*** Opening Entries provided ***

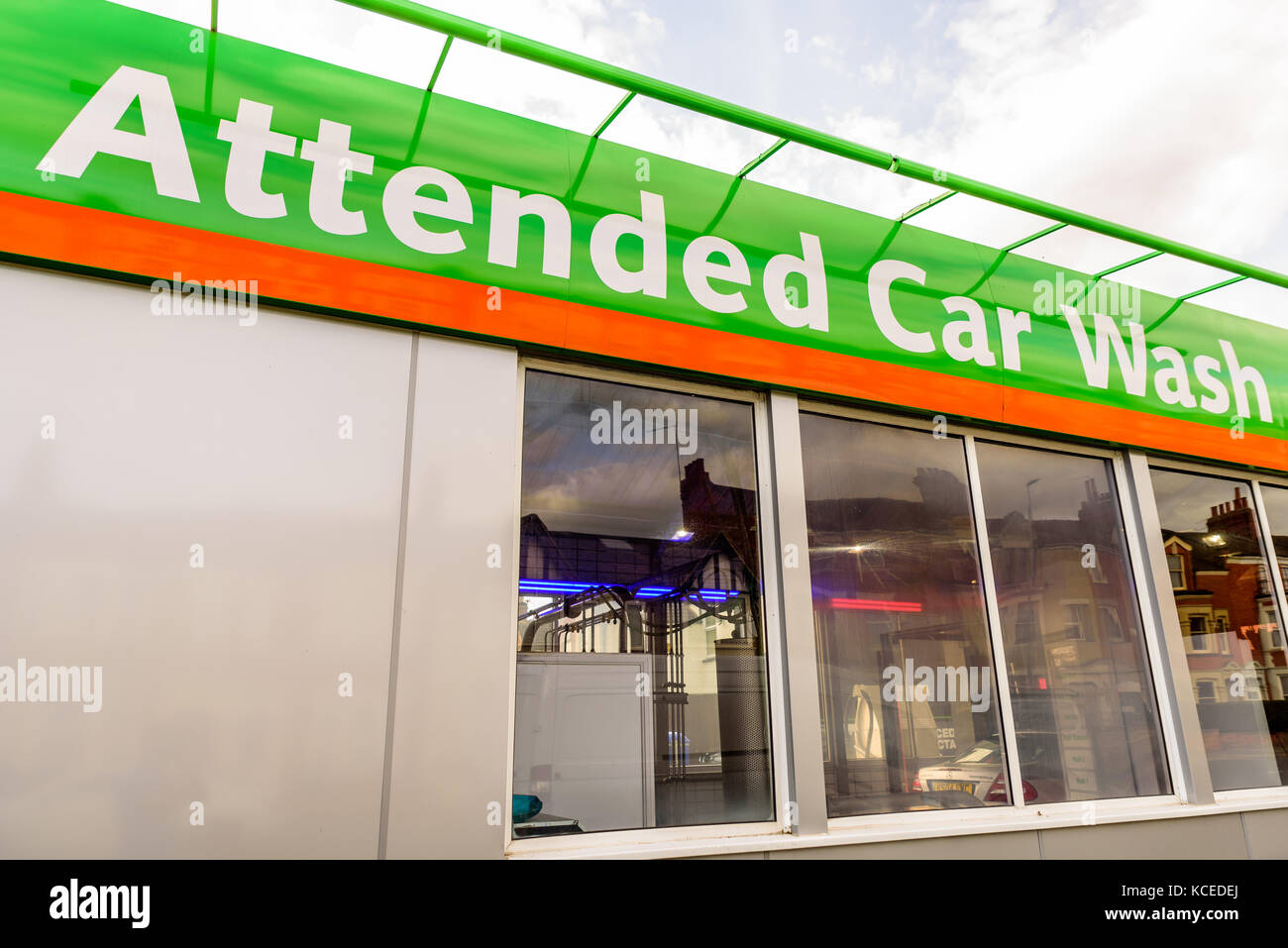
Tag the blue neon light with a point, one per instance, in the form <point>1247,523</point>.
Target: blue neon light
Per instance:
<point>566,587</point>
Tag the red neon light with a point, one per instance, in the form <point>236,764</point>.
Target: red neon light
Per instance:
<point>875,605</point>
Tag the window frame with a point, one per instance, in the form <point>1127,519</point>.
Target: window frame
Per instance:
<point>771,604</point>
<point>781,517</point>
<point>1146,608</point>
<point>1254,478</point>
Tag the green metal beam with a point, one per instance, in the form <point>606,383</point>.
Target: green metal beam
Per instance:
<point>926,205</point>
<point>1150,256</point>
<point>426,97</point>
<point>1179,300</point>
<point>760,158</point>
<point>674,94</point>
<point>617,111</point>
<point>1001,256</point>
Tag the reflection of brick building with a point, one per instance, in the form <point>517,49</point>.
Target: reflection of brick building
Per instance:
<point>1225,604</point>
<point>1069,618</point>
<point>894,581</point>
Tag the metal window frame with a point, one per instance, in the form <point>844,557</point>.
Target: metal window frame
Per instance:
<point>699,103</point>
<point>1145,607</point>
<point>776,679</point>
<point>1253,479</point>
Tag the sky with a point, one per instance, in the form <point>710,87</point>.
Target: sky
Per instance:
<point>1164,115</point>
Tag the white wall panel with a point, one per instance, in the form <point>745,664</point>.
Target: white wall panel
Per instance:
<point>219,683</point>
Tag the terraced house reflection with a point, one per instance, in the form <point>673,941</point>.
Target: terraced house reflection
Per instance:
<point>642,693</point>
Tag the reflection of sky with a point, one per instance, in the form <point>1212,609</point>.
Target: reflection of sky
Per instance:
<point>621,489</point>
<point>1276,510</point>
<point>1057,487</point>
<point>857,459</point>
<point>1185,501</point>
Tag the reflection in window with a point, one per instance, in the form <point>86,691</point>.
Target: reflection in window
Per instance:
<point>1228,620</point>
<point>906,681</point>
<point>1085,711</point>
<point>640,691</point>
<point>1241,693</point>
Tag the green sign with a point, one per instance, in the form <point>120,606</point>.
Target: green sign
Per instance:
<point>111,108</point>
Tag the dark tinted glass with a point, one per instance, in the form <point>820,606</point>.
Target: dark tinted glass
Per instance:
<point>1227,608</point>
<point>640,695</point>
<point>1086,716</point>
<point>906,674</point>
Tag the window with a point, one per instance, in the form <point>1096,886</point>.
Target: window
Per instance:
<point>1028,621</point>
<point>1243,728</point>
<point>639,561</point>
<point>1085,712</point>
<point>1198,634</point>
<point>906,670</point>
<point>1113,629</point>
<point>1077,618</point>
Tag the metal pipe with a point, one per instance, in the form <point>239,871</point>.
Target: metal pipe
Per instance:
<point>750,119</point>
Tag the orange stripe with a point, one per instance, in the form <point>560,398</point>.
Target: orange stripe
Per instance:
<point>88,237</point>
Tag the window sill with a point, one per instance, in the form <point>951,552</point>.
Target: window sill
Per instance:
<point>849,831</point>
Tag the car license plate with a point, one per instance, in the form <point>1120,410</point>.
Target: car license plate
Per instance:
<point>952,785</point>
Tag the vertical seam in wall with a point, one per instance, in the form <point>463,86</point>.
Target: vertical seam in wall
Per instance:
<point>381,846</point>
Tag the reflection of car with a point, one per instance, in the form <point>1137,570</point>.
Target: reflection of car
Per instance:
<point>901,802</point>
<point>978,772</point>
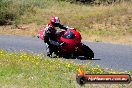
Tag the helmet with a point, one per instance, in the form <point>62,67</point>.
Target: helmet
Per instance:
<point>55,21</point>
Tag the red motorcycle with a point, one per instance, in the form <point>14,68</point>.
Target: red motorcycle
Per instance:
<point>71,44</point>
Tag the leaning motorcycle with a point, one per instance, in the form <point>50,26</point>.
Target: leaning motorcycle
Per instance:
<point>71,45</point>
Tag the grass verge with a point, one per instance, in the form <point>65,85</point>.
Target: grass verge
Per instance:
<point>112,23</point>
<point>29,70</point>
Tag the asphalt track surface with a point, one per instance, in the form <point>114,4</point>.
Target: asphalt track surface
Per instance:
<point>117,57</point>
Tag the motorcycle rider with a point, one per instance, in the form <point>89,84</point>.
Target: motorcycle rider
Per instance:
<point>50,33</point>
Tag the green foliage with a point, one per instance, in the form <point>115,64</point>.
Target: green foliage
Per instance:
<point>35,71</point>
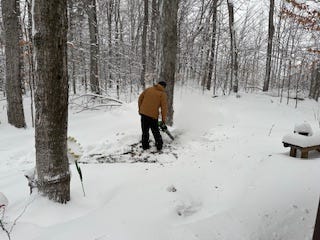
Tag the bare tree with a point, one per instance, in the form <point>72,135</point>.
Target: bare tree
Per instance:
<point>94,45</point>
<point>51,98</point>
<point>233,48</point>
<point>169,50</point>
<point>213,42</point>
<point>269,50</point>
<point>13,52</point>
<point>144,45</point>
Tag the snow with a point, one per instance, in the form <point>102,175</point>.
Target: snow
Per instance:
<point>301,140</point>
<point>226,176</point>
<point>3,201</point>
<point>303,128</point>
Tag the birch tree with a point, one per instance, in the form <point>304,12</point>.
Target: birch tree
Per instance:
<point>51,98</point>
<point>269,50</point>
<point>144,44</point>
<point>94,46</point>
<point>233,48</point>
<point>13,53</point>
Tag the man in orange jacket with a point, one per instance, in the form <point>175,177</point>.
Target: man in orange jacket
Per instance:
<point>150,102</point>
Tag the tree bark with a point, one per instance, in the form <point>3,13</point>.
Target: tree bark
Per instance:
<point>213,42</point>
<point>169,50</point>
<point>51,98</point>
<point>269,50</point>
<point>13,52</point>
<point>152,40</point>
<point>233,49</point>
<point>144,45</point>
<point>94,46</point>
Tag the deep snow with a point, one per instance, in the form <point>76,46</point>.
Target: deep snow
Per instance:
<point>233,178</point>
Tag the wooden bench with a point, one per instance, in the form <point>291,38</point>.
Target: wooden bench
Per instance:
<point>304,150</point>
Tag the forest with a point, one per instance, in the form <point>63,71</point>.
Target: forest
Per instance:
<point>92,55</point>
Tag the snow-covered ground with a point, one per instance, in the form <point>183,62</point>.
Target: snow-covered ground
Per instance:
<point>226,176</point>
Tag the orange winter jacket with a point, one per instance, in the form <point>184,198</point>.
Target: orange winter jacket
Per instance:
<point>151,100</point>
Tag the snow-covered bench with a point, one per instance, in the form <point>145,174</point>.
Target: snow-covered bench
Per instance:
<point>303,139</point>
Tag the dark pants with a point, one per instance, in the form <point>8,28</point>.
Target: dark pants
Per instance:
<point>146,124</point>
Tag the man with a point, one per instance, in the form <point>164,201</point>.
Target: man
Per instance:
<point>150,102</point>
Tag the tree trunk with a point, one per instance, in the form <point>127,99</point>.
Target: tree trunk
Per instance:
<point>144,45</point>
<point>51,98</point>
<point>269,50</point>
<point>169,50</point>
<point>13,50</point>
<point>94,46</point>
<point>152,39</point>
<point>213,42</point>
<point>233,48</point>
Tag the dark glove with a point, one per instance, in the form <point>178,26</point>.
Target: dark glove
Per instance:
<point>163,126</point>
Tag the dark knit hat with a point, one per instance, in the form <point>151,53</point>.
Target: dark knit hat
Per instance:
<point>163,84</point>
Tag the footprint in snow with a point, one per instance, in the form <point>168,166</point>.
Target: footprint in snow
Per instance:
<point>188,209</point>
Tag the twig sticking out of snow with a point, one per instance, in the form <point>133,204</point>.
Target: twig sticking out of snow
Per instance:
<point>2,223</point>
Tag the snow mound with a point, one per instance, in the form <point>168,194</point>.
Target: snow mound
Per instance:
<point>301,140</point>
<point>304,128</point>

*** Closing Entries provided ***

Task item => Everything in the data except the pictures must appear in your answer unchanged.

Exercise output =>
Tag the blue neon light with a point, one per instance, in the form <point>1247,523</point>.
Target: blue neon light
Per instance:
<point>566,587</point>
Tag the red neon light with a point, one per instance, in the form <point>236,764</point>.
Target: red neon light
Per instance:
<point>875,605</point>
Tag the window frame with a point, one per instance, in the form <point>1127,519</point>.
Target: window frame
Per instance:
<point>771,604</point>
<point>781,517</point>
<point>1146,608</point>
<point>1254,478</point>
Tag the green metal beam with a point, one per instance, in the form <point>606,383</point>.
Target: green metal beam
Per instance:
<point>926,205</point>
<point>1150,256</point>
<point>426,97</point>
<point>1179,300</point>
<point>760,158</point>
<point>674,94</point>
<point>617,111</point>
<point>1001,256</point>
Tag the reflection of brick building with a point, one per instance, in the form <point>517,49</point>.
Target: reflection of brick building
Per instance:
<point>1225,604</point>
<point>1069,618</point>
<point>894,581</point>
Tag the metal window frame with a point, one per instance, in the form <point>844,557</point>.
Target: metal window frame
Per instance:
<point>699,103</point>
<point>1145,607</point>
<point>776,679</point>
<point>1253,479</point>
Tag the sky with a point, one per instance, in the form <point>710,87</point>.
Target: sky
Per instance:
<point>1164,115</point>
Tag the white wall panel with a point, one per instance, in the form <point>745,664</point>.
Target: white wall panel
Per instance:
<point>219,683</point>
Tag the terraced house reflection with a point, one per instance, in the form <point>673,941</point>.
Target: terraced house reflection
Per instance:
<point>642,693</point>
Tag the reflection of sky with a point, one per instance, in the form <point>1212,609</point>.
Target: reflection of sky
Per instance:
<point>621,489</point>
<point>1276,510</point>
<point>1057,487</point>
<point>857,459</point>
<point>1185,501</point>
Tag the reflection in window with a point, one per instance, in the form <point>86,691</point>.
Target: reflection in window
Per instance:
<point>1228,620</point>
<point>906,681</point>
<point>1085,711</point>
<point>640,691</point>
<point>1241,693</point>
Tag the green sign with a point, one per instance, in the form <point>120,606</point>.
Target: green sign
Per instance:
<point>111,108</point>
Tag the dark tinted glass with a point, one per instance, in the form <point>820,606</point>.
Target: dark tinted glass
Per instance:
<point>1227,608</point>
<point>640,695</point>
<point>1086,716</point>
<point>906,674</point>
Tag the window with a point, one per instance, in the form <point>1096,886</point>.
Target: window
Per instance:
<point>1028,621</point>
<point>1243,728</point>
<point>639,561</point>
<point>1085,712</point>
<point>1198,634</point>
<point>906,670</point>
<point>1113,629</point>
<point>1077,618</point>
Tag the metal pipe with a point, one per instance, in the form <point>239,871</point>.
Target: metal pipe
Per instance:
<point>750,119</point>
Tag the orange stripe with a point, one per instance, in the form <point>560,398</point>.
Target: orange stripe
Per instance:
<point>88,237</point>
Tag the window sill with a point, one per instance, in the form <point>951,552</point>.
Target: window sill
Per instance:
<point>849,831</point>
Tag the car license plate with a point, one per instance, in the form <point>1120,410</point>.
Target: car license plate
Per instance:
<point>952,785</point>
Tag the vertical seam in wall with a point, one per instance, in the form <point>463,86</point>.
Target: vertical seam in wall
Per instance:
<point>381,846</point>
Tag the reflection of car with a point, one per instance, in the form <point>1137,570</point>.
Target: reflection of car
Per instance:
<point>901,802</point>
<point>978,772</point>
Tag the helmet with a point, one per instance, in the form <point>62,67</point>.
Target: helmet
Per instance:
<point>55,21</point>
Tag the red motorcycle with a point, one per instance, in the form <point>14,68</point>.
Target: red motorcycle
Per instance:
<point>71,44</point>
Tag the leaning motorcycle with a point, one per instance, in the form <point>50,26</point>.
Target: leaning motorcycle
Per instance:
<point>71,45</point>
Tag the grass verge with a point, one per instance, in the form <point>65,85</point>.
Target: grass verge
Per instance:
<point>112,23</point>
<point>29,70</point>
Tag the asphalt track surface with a point, one per instance, in the form <point>114,4</point>.
Target: asphalt track surface
Per instance:
<point>117,57</point>
Tag the motorcycle rider with a point, one per instance, in the form <point>89,84</point>.
Target: motorcycle rider
Per instance:
<point>50,33</point>
Tag the green foliage with a point, one per instance, in the form <point>115,64</point>.
Target: green foliage
Per instance:
<point>35,71</point>
Tag the bare tree with a point, one per instance, in the form <point>72,135</point>.
Target: bare tree
Per instance:
<point>94,45</point>
<point>51,98</point>
<point>233,48</point>
<point>169,50</point>
<point>213,42</point>
<point>269,50</point>
<point>13,52</point>
<point>144,45</point>
Tag the snow with a point, one per instance, in the form <point>102,175</point>.
Target: snow
Per instance:
<point>301,140</point>
<point>226,176</point>
<point>3,201</point>
<point>303,128</point>
Tag the birch tree with a point, one per instance, in the form <point>304,12</point>.
Target: birch tree
Per instance:
<point>51,98</point>
<point>269,50</point>
<point>144,44</point>
<point>94,46</point>
<point>233,48</point>
<point>13,53</point>
Tag the man in orange jacket with a point, one per instance, in the form <point>175,177</point>.
Target: man in orange jacket
Per instance:
<point>150,102</point>
Tag the tree bark with a point, one per instance, in the form <point>3,13</point>.
Target: tree bark
Per instance:
<point>213,42</point>
<point>169,50</point>
<point>51,98</point>
<point>269,50</point>
<point>13,52</point>
<point>152,40</point>
<point>233,49</point>
<point>144,45</point>
<point>94,46</point>
Tag the deep snow with a point, one per instance, in the form <point>76,46</point>.
Target: deep snow
Per instance:
<point>233,178</point>
Tag the wooden bench with a point, one per instance, in the form <point>291,38</point>.
Target: wooden bench
Per instance:
<point>304,150</point>
Tag the forest with a point, one per instance, in the form <point>63,71</point>.
Target: forest
Per instance:
<point>92,55</point>
Tag the snow-covered ground with a point, one per instance, in the form <point>183,62</point>.
Target: snow-covered ground
Per instance:
<point>226,176</point>
Tag the orange winter jacket with a point, one per instance, in the form <point>184,198</point>.
Target: orange winter jacket
Per instance:
<point>151,100</point>
Tag the snow-covered bench with a point, one per instance, in the form <point>145,174</point>.
Target: snow-covered bench
Per instance:
<point>303,139</point>
Tag the dark pants with a point, one per instance, in the form <point>8,28</point>.
Target: dark pants
Per instance:
<point>146,124</point>
Tag the man with a point, one per instance, in the form <point>164,201</point>.
Target: man
Per instance:
<point>150,102</point>
Tag the tree trunk with a point, one per instance, in the form <point>127,99</point>.
Target: tree trunk
Per instance:
<point>144,45</point>
<point>51,98</point>
<point>269,50</point>
<point>169,50</point>
<point>13,50</point>
<point>94,46</point>
<point>152,39</point>
<point>213,42</point>
<point>233,48</point>
Tag the dark glove with a point, one per instance, in the form <point>178,26</point>.
Target: dark glove
Per instance:
<point>163,126</point>
Tag the dark knit hat with a point, one per instance, in the form <point>151,53</point>.
Target: dark knit hat
Per instance:
<point>163,84</point>
Tag the footprint in snow with a point, one per instance, in the form <point>168,166</point>.
Target: footprint in snow
Per instance:
<point>188,209</point>
Tag the twig sticking out of snow with a point, one per instance, in the form <point>133,204</point>.
Target: twig sticking out of snow
Per instance:
<point>2,223</point>
Tag the snow mound with a point, one per instance, in the form <point>168,194</point>.
Target: snow mound
Per instance:
<point>301,140</point>
<point>304,128</point>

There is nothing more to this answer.